• [Text to read]:
-*-*-

We didn’t have wifi. We didn’t even have broadband. We just had dial-up. And even that required hoping that an Internet Service Provider had a local dial-up phone number. Otherwise, it was a long-distance call using your landline. Even America Online, the most popular online service at the time, didn’t have Internet access. Because how could they? The web browser had just been invented. And other than the web browser, there wasn’t really any great reason to access the Internet. Except maybe e-mail. But since nobody had Internet, that meant nobody had an Internet email address. In the beginning, we didn’t really have any Internet apps, just protocols for hypothetical apps. I remember discovering the Internet when it was “new”, back in the early 1990’s. Yeah, the Internet itself existed for decades before then. But lets just agree that the modern Internet, when it became popular for mainstream use, was “new” in the early 90’s. Here’s what I remember about my first dial-up internet account and Internet apps we used twenty-five years ago. Trumpet Winsock. NCSA Mosaic. Eudora Email. Usenet. IRC. FTP. This is what the Internet was like back in the day.
Local ISP’s
Internet access in the early ’90s was an almost clandestine thing. Local Internet Service Providers (ISP’s), often with just one office location, bought dedicated access to the Internet through a telecom provider. They would then also lease a bank of phone lines that could be dialed into using one phone number. When a user would dial-in, one in a pool of modems that was connected to a computer would authenticate the user and connect them up to the ISP’s dedicated Internet access. This rather straightforward way to create your own ISP resulted in an ever-increasing number of small local ISP’s through the mid-1990’s. As the Internet got popular, monthly subscription fees for dial-up access added up quickly. And as prices decreased for dedicated Internet access, running a local ISP also got more profitable. This lead to industry consolidation in the very late ’90s, as all those small ISP’s were bought up by bigger companies looking to form major national ISP’s. By the early years of the new millenium, the era of small local ISP’s was gone.
Dial-Up Internet
One Saturday in 1994, like many people, I was making my weekend visit to the local computer stores, including Microcenter, which had just opened a year earlier, at its original Houston location at San Felipe and 610. A local ISP had a little kiosk setup in the store with two guys standing there like missionaries, with little pamphlets explaining the Internet and trying to get people to sign-up for a dial-up account. My recollection was that I asked them why I needed this Internet thing when I could already dial into bulletin boards. They explained to me that this was like dialing into thousands of bulletin boards at once, which sounded cool. And you could run programs that accessed the Internet in different ways, unlike bulletin boards that were basically text-only and accessed through a terminal application. One program they said that was getting popular was a “browser for the world-wide web”, which honestly made almost no sense to me. And you could run an electronic mail program, which I had heard of before. The ISP reps also said there were message boards, called “Usenet“, which I guess sounded interesting. And Internet Relay Chat, a way to chat with people in real-time. There was also utilities like Archie, Veronica, WAIS, and Gopher. I didn’t know what I would use any of that for, but whatever.

-*-*-

• [Input records]:
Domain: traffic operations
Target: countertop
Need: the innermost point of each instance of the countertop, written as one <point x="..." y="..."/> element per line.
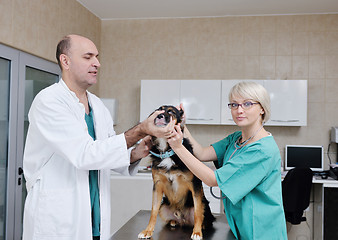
<point x="139" y="222"/>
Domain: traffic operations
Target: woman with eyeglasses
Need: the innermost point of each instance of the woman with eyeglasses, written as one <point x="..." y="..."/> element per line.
<point x="249" y="166"/>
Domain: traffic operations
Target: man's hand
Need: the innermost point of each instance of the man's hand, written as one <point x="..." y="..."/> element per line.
<point x="141" y="150"/>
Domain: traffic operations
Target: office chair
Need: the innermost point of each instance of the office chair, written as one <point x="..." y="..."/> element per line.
<point x="296" y="189"/>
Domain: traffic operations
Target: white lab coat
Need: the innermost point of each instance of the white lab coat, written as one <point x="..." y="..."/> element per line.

-*-*-

• [Task instructions]:
a - In the text about early dial-up Internet, where was Microcenter's original Houston location?
b - Reproduce all of the records above word for word, leaving out the pictures.

• [Answer list]:
a - At San Felipe and 610.

b -
Domain: traffic operations
Target: countertop
Need: the innermost point of each instance of the countertop, written as one <point x="..." y="..."/> element per line.
<point x="139" y="222"/>
Domain: traffic operations
Target: woman with eyeglasses
Need: the innermost point of each instance of the woman with eyeglasses, written as one <point x="..." y="..."/> element per line.
<point x="249" y="166"/>
Domain: traffic operations
Target: man's hand
Need: the innermost point of each instance of the man's hand, written as one <point x="..." y="..."/> element per line.
<point x="141" y="150"/>
Domain: traffic operations
Target: office chair
Need: the innermost point of each instance of the office chair, written as one <point x="..." y="..."/> element per line.
<point x="296" y="189"/>
Domain: traffic operations
Target: white lab coat
Need: the innermost point of each instance of the white lab coat, written as one <point x="..." y="..."/> element per line.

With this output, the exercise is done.